» What this task involves: Reproduce each of the following records line for line, without changing a single character.

» Records provided:
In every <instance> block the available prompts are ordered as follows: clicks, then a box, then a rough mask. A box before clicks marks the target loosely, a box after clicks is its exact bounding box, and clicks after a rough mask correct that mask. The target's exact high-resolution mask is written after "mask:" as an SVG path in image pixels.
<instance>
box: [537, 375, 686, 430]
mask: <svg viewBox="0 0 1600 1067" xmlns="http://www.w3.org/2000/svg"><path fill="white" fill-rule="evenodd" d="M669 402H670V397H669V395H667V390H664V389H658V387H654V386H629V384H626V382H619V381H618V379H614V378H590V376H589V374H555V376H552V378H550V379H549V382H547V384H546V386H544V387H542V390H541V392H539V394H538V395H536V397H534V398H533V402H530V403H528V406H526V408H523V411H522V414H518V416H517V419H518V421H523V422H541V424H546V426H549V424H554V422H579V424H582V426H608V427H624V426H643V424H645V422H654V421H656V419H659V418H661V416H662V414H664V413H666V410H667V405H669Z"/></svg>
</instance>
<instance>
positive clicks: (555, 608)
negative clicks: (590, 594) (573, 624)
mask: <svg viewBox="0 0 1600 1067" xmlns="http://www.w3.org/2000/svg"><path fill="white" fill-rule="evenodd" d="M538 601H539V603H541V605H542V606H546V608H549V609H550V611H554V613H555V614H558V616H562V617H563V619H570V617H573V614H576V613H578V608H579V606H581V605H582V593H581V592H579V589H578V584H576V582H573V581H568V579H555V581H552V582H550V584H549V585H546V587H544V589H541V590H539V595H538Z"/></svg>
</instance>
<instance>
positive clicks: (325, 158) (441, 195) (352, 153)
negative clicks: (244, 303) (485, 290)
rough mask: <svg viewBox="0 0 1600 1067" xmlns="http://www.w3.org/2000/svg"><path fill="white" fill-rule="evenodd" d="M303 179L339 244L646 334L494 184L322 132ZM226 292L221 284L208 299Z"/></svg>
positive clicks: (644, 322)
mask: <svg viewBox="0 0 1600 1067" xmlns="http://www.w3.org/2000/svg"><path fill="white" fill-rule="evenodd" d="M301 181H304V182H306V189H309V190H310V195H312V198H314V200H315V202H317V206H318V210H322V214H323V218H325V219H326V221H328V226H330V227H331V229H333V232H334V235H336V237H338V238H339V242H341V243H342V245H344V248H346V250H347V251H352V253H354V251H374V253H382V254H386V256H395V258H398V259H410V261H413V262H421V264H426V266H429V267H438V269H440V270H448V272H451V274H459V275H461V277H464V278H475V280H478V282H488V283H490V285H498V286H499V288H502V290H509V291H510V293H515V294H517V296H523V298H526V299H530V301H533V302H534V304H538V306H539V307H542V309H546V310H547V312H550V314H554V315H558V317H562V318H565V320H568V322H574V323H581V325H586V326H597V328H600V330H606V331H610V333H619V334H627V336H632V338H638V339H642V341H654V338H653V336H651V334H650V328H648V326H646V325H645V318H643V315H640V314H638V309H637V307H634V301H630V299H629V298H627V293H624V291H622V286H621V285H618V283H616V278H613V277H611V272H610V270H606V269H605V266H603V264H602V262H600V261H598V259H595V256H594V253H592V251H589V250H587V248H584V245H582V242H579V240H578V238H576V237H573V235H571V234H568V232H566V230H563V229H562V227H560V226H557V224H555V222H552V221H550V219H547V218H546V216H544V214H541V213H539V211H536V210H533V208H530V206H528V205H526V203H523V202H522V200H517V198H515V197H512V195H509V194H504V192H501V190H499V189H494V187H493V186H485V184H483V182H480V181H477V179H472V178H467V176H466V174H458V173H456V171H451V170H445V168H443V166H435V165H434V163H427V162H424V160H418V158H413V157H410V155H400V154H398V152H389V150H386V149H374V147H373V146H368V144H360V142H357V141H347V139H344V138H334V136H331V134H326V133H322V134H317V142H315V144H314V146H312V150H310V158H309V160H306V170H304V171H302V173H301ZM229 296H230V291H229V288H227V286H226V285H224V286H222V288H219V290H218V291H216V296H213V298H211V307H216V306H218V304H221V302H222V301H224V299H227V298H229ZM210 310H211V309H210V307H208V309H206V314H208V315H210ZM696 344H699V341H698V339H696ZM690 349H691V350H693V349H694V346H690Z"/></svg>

» Answer box:
In every <instance> block the available prompts are ordered as follows: clicks, then a box, then a rough mask. A box before clicks marks the target loosely, a box after clicks is its exact bounding box, and clicks after a rough mask correct that mask. The target's exact high-resolution mask is written after "mask:" as an SVG path in image pixels.
<instance>
box: [537, 375, 686, 430]
mask: <svg viewBox="0 0 1600 1067" xmlns="http://www.w3.org/2000/svg"><path fill="white" fill-rule="evenodd" d="M669 402H670V397H669V395H667V390H664V389H658V387H654V386H629V384H626V382H619V381H618V379H614V378H590V376H589V374H555V376H552V378H550V379H549V382H547V384H546V386H544V387H542V390H541V392H539V394H538V395H536V397H534V398H533V402H530V403H528V406H526V408H523V411H522V414H518V416H517V419H518V421H523V422H541V424H546V426H549V424H554V422H579V424H582V426H608V427H624V426H643V424H645V422H654V421H656V419H659V418H661V416H662V414H664V413H666V410H667V405H669Z"/></svg>
</instance>
<instance>
positive clicks: (555, 608)
negative clicks: (590, 594) (573, 624)
mask: <svg viewBox="0 0 1600 1067" xmlns="http://www.w3.org/2000/svg"><path fill="white" fill-rule="evenodd" d="M538 601H539V603H541V605H542V606H546V608H549V609H550V611H554V613H555V614H558V616H562V617H563V619H570V617H573V614H576V613H578V608H579V606H581V605H582V593H581V592H579V589H578V584H576V582H573V581H568V579H555V581H552V582H550V584H549V585H546V587H544V589H541V590H539V595H538Z"/></svg>
</instance>
<instance>
positive clicks: (325, 158) (441, 195) (352, 153)
negative clicks: (244, 303) (485, 290)
rough mask: <svg viewBox="0 0 1600 1067" xmlns="http://www.w3.org/2000/svg"><path fill="white" fill-rule="evenodd" d="M303 179L339 244L646 334L494 184L322 132ZM226 292L221 284L208 299Z"/></svg>
positive clicks: (644, 322)
mask: <svg viewBox="0 0 1600 1067" xmlns="http://www.w3.org/2000/svg"><path fill="white" fill-rule="evenodd" d="M301 181H304V182H306V189H309V190H310V195H312V198H314V200H315V202H317V206H318V210H322V214H323V218H325V219H326V221H328V226H330V227H331V229H333V232H334V235H336V237H338V238H339V242H341V243H342V245H344V248H346V250H347V251H352V253H354V251H374V253H382V254H386V256H395V258H398V259H410V261H413V262H421V264H426V266H429V267H438V269H440V270H448V272H451V274H459V275H461V277H464V278H475V280H478V282H488V283H490V285H498V286H499V288H502V290H509V291H510V293H515V294H517V296H523V298H526V299H530V301H533V302H534V304H538V306H539V307H542V309H546V310H547V312H550V314H554V315H558V317H562V318H565V320H568V322H574V323H581V325H586V326H597V328H600V330H606V331H610V333H619V334H627V336H632V338H638V339H642V341H654V338H653V336H651V334H650V328H648V326H646V325H645V318H643V315H640V314H638V309H637V307H634V301H630V299H629V298H627V293H624V291H622V286H621V285H618V283H616V278H613V277H611V272H610V270H606V269H605V266H603V264H602V262H600V261H598V259H595V256H594V253H592V251H589V250H587V248H584V245H582V242H579V240H578V238H576V237H573V235H571V234H568V232H566V230H563V229H562V227H560V226H557V224H555V222H552V221H550V219H547V218H546V216H544V214H541V213H539V211H536V210H533V208H530V206H528V205H526V203H523V202H522V200H517V198H515V197H512V195H509V194H504V192H501V190H499V189H494V187H493V186H485V184H483V182H480V181H477V179H472V178H467V176H466V174H458V173H456V171H451V170H445V168H443V166H435V165H434V163H427V162H424V160H418V158H413V157H410V155H400V154H398V152H389V150H386V149H374V147H373V146H368V144H360V142H357V141H347V139H344V138H334V136H331V134H326V133H322V134H317V142H315V144H314V146H312V150H310V158H309V160H306V170H304V171H302V173H301ZM229 296H230V291H229V288H227V286H226V285H224V286H222V288H219V290H218V291H216V296H213V298H211V307H216V306H218V304H221V302H222V301H224V299H227V298H229ZM210 310H211V309H210V307H208V309H206V314H208V315H210ZM696 344H699V341H698V339H696ZM690 349H691V350H693V349H694V346H690Z"/></svg>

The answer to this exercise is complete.